DATA SUPPLIED:

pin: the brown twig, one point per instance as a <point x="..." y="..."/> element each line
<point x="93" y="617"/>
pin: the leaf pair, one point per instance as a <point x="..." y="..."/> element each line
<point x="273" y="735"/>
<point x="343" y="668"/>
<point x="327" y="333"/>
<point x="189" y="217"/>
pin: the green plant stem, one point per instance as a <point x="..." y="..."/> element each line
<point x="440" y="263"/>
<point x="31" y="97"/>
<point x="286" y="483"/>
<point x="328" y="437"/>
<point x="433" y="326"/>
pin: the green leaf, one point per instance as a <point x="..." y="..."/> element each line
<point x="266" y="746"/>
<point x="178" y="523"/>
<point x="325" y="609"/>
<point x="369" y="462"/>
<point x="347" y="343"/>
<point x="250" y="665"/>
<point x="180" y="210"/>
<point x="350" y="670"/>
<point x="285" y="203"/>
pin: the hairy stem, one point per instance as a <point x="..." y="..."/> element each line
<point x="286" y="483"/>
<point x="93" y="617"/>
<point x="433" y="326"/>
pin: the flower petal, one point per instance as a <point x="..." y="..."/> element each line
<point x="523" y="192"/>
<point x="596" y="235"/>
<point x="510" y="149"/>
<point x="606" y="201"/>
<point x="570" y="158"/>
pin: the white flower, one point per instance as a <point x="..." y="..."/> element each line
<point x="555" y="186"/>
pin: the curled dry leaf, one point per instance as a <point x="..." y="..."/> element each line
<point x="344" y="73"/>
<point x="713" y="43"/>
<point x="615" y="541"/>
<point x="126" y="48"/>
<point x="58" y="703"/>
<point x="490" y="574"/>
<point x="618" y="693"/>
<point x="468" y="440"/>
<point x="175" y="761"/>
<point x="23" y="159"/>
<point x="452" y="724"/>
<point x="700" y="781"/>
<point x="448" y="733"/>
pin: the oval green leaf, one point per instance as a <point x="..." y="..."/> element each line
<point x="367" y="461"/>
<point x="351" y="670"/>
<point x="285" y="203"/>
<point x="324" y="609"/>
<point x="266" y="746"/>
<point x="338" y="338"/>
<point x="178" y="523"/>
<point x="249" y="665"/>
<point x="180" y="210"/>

GOAL: The records above should be restated word for word, please.

EXERCISE SOLUTION:
pin: the brown twig, one point per instance as a <point x="..." y="..."/> element each line
<point x="93" y="617"/>
pin: the leaf pair, one point per instance as a <point x="..." y="..."/> element each line
<point x="273" y="735"/>
<point x="343" y="668"/>
<point x="327" y="333"/>
<point x="189" y="217"/>
pin: the green plant stem, one point per instance as a <point x="..." y="..."/> element each line
<point x="440" y="263"/>
<point x="31" y="97"/>
<point x="286" y="483"/>
<point x="328" y="437"/>
<point x="433" y="326"/>
pin: the green leaf, one point per instance as a <point x="..." y="..."/> element each line
<point x="266" y="746"/>
<point x="178" y="523"/>
<point x="325" y="609"/>
<point x="369" y="462"/>
<point x="347" y="343"/>
<point x="250" y="665"/>
<point x="180" y="210"/>
<point x="350" y="670"/>
<point x="285" y="203"/>
pin: the hairy stem, one point per instance as a <point x="..." y="..."/> element each line
<point x="286" y="483"/>
<point x="93" y="617"/>
<point x="433" y="326"/>
pin: the flower petal, one point per instance as a <point x="..." y="..."/> element each line
<point x="523" y="192"/>
<point x="596" y="235"/>
<point x="510" y="149"/>
<point x="606" y="201"/>
<point x="570" y="158"/>
pin: the white flower, one point per instance as a <point x="..." y="..."/> element each line
<point x="555" y="186"/>
pin: the curled dry leaf, one point per instance as a <point x="..." y="..."/> element each line
<point x="344" y="73"/>
<point x="713" y="43"/>
<point x="615" y="541"/>
<point x="126" y="48"/>
<point x="58" y="703"/>
<point x="490" y="574"/>
<point x="618" y="693"/>
<point x="468" y="440"/>
<point x="175" y="761"/>
<point x="23" y="159"/>
<point x="452" y="724"/>
<point x="700" y="781"/>
<point x="448" y="733"/>
pin: the oval green leaf, one point per instance as a <point x="..." y="..."/> element each line
<point x="367" y="461"/>
<point x="351" y="670"/>
<point x="285" y="203"/>
<point x="324" y="609"/>
<point x="266" y="746"/>
<point x="338" y="338"/>
<point x="178" y="523"/>
<point x="249" y="665"/>
<point x="180" y="210"/>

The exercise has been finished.